(Selected passage):
- - -

Nabilai Kibunguchy

Personal information
- Full name: Nabilai Absolom Kibunguchy
- Date of birth: 5 January 1998 (age 28)
- Place of birth: Elk Grove, California, U.S.
- Height: 1.91 m (6 ft 3 in)
- Position: Centre-back

Team information
- Current team: Indy Eleven
- Number: 36

Youth career
- 2015–2016: Sacramento Republic

College career
- Years: Team / Apps / (Gls)
- 2016–2019: UC Davis Aggies / 52 / (3)

Senior career*
- Years: Team / Apps / (Gls)
- 2019: San Francisco Glens / 11 / (0)
- 2021–2022: Minnesota United / 2 / (0)
- 2021: → Sacramento Republic (loan) / 16 / (1)
- 2022: Minnesota United 2 / 16 / (4)
- 2023–2024: Orlando City B / 53 / (4)
- 2025-2026: Hougang United / 24 / (3)
- 2026–: Indy Eleven / 0 / (0)

International career^{‡}
- 2016: United States U19 / 2 / (0)
- 2023–: Kenya / 1 / (0)

= Nabilai Kibunguchy =

Kenyan footballer (born 1998)

Nabilai Absolom Kibunguchy (born 5 January 1998), better known as just Nabi, is a professional footballer who plays primarily as a centre-back for Indy Eleven in the USL Championship. Primarily a centre-back, he is also capable of playing either as a right-back, defensive-midfielder and occasionally as a striker. Born in the United States, he has represented the Kenya national team.

==College career==
===Youth===
Kibunguchy was born and raised in Elk Grove, California. He was part of the Sacramento Republic from 2015 to 2016, where he made 30 appearances and scored a single goal.

===College===
Kibunguchy played college soccer at the University of California, Davis from 2016 to 2019. During his time with the Aggies, Kibunguchy made 52 appearances, scoring 3 goals and tallying 2 assists. Kibunguchy redshirted his freshman season following a season-ending injury and the Big West Conference was cancelled in 2020 due to the COVID-19 pandemic. During his college career, Kibunguchy was named All-Big West Conference First Team, Big West All-Freshman Team and Big West Conference All-Academic Team in 2017, and United Soccer Coaches All-Far West Region Second Team and All-Big West Conference First Team in 2019.

- - -

Extracted data entries:
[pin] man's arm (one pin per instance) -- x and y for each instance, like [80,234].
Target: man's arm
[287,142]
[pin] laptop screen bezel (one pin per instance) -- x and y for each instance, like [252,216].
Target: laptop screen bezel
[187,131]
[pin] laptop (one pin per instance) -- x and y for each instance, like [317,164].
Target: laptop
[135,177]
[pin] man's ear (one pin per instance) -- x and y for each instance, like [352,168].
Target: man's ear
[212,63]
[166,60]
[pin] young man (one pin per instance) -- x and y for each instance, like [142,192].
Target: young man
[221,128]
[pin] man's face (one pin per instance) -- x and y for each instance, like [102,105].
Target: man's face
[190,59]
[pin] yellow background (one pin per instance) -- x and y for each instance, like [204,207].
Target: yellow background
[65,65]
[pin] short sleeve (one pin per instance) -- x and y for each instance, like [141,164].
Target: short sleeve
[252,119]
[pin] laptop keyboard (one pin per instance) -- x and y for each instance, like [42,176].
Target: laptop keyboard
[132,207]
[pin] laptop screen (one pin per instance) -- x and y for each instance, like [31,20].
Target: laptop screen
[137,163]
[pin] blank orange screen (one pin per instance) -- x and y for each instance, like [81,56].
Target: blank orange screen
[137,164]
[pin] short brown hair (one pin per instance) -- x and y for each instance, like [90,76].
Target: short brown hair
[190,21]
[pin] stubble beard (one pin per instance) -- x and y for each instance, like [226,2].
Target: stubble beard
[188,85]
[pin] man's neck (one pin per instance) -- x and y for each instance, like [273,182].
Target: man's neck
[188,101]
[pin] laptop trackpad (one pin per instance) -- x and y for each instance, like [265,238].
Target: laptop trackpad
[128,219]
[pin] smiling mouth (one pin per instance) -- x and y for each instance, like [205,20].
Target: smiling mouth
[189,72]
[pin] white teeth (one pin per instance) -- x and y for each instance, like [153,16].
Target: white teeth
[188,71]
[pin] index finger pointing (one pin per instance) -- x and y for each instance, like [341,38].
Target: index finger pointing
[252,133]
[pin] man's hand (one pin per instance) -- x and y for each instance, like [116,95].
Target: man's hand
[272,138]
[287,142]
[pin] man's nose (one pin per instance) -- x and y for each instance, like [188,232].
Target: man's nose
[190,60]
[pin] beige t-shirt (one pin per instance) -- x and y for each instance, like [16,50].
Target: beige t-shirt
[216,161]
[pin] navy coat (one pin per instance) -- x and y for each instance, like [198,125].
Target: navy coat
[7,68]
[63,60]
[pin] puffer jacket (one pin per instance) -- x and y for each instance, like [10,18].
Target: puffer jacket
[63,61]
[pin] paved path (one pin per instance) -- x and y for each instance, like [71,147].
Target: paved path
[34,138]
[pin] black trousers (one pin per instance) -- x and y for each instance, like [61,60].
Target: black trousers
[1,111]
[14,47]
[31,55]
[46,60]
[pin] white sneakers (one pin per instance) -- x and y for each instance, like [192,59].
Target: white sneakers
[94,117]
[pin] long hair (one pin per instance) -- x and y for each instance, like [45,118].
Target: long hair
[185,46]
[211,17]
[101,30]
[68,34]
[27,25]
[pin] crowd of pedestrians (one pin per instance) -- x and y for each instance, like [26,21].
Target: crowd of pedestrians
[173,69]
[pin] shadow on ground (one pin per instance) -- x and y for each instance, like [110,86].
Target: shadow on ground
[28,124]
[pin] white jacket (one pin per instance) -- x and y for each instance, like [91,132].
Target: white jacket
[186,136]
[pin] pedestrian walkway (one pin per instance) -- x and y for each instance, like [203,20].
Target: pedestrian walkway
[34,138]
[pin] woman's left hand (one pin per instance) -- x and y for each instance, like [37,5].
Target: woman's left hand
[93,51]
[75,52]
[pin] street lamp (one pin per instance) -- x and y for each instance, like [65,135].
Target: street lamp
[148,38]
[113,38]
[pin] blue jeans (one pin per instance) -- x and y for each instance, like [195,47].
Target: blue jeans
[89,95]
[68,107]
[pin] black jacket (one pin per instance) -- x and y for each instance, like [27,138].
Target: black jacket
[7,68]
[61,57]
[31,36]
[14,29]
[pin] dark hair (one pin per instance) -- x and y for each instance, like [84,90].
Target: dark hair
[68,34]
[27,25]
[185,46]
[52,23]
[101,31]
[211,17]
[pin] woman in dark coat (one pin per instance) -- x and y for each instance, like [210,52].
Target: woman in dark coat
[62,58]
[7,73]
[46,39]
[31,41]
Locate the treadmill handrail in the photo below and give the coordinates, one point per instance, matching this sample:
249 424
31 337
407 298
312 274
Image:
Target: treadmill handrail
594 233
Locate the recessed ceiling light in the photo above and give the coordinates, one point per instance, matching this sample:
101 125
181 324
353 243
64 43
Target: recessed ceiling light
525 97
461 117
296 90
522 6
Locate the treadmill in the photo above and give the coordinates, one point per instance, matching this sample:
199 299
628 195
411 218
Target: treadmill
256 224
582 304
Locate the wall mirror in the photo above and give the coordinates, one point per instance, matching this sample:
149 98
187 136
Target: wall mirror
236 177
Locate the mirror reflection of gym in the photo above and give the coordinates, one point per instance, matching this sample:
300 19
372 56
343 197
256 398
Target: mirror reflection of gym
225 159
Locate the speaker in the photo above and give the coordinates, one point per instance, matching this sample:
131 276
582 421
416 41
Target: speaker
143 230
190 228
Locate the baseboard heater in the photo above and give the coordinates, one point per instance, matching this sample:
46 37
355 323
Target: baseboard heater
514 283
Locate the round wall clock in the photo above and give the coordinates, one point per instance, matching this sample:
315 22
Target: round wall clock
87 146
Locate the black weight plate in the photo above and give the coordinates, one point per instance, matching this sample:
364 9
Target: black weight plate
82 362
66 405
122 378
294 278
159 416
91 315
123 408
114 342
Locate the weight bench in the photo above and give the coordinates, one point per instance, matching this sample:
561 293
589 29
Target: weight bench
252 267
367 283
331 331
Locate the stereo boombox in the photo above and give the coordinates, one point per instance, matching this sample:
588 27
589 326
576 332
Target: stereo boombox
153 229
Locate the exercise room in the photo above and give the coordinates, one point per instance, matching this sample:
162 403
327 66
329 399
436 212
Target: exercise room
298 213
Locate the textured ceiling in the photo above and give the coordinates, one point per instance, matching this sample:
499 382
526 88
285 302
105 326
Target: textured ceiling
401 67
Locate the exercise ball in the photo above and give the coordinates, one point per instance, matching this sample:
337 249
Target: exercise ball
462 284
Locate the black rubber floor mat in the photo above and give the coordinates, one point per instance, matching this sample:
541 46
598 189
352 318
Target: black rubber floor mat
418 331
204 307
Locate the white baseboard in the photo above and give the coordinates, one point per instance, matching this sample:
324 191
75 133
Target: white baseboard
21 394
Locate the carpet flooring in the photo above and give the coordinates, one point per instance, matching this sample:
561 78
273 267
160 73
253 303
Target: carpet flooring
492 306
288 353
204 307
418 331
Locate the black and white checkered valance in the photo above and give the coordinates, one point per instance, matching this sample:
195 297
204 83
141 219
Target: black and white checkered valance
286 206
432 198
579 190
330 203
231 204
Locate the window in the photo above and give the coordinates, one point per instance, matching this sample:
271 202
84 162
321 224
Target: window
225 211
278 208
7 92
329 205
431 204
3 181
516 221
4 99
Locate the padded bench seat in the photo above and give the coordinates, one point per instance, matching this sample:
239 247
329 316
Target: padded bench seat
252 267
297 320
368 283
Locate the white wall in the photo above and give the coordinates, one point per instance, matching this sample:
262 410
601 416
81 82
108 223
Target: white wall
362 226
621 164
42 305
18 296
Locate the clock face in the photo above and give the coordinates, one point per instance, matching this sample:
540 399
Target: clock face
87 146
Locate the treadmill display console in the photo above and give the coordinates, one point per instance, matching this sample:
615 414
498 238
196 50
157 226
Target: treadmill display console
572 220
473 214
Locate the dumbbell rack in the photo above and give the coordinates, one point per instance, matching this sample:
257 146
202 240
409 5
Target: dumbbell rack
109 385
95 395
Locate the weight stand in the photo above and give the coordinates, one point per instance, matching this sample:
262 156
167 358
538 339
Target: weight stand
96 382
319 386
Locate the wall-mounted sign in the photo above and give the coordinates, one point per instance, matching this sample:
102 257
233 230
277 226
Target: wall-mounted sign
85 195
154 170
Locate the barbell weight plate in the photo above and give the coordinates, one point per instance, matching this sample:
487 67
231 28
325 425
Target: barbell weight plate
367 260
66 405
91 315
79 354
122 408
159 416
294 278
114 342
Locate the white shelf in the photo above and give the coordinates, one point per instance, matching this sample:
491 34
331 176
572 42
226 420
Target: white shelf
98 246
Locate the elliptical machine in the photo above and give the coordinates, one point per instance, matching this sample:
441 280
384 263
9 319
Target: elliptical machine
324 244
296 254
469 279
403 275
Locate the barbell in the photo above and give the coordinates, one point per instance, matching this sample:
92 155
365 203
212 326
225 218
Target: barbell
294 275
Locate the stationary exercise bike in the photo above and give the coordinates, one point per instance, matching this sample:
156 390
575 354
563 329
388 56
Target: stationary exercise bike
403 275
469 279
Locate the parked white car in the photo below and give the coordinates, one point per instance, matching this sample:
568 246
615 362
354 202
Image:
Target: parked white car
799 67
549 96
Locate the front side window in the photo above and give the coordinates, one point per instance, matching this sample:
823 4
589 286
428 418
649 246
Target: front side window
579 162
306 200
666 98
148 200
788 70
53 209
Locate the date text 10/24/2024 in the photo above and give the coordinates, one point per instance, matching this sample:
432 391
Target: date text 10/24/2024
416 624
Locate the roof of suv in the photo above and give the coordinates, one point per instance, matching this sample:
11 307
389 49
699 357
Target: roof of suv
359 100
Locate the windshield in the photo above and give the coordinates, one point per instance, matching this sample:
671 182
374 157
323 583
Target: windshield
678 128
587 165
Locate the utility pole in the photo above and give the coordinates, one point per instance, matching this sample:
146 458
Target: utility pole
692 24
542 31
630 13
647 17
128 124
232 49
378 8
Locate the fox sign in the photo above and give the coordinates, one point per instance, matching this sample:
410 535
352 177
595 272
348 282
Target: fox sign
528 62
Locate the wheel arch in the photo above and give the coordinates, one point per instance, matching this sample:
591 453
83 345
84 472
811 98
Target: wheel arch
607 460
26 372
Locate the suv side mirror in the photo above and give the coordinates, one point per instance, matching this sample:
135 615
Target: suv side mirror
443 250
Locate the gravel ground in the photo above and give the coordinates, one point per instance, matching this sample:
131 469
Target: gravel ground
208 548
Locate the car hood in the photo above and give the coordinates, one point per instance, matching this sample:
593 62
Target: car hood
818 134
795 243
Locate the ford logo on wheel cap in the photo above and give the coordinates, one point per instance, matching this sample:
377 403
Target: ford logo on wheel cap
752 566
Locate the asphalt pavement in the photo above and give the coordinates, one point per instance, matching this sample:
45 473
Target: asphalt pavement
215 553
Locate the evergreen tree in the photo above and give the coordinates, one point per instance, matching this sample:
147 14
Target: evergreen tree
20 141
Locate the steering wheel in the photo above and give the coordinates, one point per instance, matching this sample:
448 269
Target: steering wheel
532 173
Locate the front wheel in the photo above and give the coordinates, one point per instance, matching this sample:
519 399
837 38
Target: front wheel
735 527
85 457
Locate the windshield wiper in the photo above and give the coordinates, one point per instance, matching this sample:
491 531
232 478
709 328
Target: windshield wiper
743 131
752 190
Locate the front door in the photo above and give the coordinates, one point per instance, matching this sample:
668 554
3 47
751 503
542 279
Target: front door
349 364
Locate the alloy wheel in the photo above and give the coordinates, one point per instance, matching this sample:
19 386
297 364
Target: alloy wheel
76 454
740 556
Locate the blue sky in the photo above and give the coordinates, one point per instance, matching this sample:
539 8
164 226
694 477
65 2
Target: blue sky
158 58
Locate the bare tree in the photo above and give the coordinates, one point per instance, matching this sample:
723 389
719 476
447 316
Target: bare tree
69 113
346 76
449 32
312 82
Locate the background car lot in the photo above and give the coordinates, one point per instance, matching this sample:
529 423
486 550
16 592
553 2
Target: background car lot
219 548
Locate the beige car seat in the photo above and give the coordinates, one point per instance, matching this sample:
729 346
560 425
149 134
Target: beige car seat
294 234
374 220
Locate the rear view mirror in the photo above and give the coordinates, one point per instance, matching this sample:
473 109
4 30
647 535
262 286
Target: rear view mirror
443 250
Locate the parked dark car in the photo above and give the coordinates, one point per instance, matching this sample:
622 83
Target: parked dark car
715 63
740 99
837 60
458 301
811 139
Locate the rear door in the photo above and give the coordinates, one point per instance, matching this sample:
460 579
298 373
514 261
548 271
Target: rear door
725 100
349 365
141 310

- - -

(Exercise 1): From the Nabilai Kibunguchy article, output the passage from "- 2023–2024: Orlando" up to and including "Kenya / 1 / (0)".
(Exercise 2): Summarize the Nabilai Kibunguchy article in two sentences.

(Response 1):
- 2023–2024: Orlando City B / 53 / (4)
- 2025-2026: Hougang United / 24 / (3)
- 2026–: Indy Eleven / 0 / (0)

International career^{‡}
- 2016: United States U19 / 2 / (0)
- 2023–: Kenya / 1 / (0)

(Response 2): Nabilai Kibunguchy, born on 5 January 1998 in Elk Grove, California, is a professional footballer who plays primarily as a centre-back for Indy Eleven in the USL Championship and has represented the Kenya national team. He played college soccer at the University of California, Davis from 2016 to 2019, making 52 appearances and scoring 3 goals, and was named to the All-Big West Conference First Team in 2017 and 2019.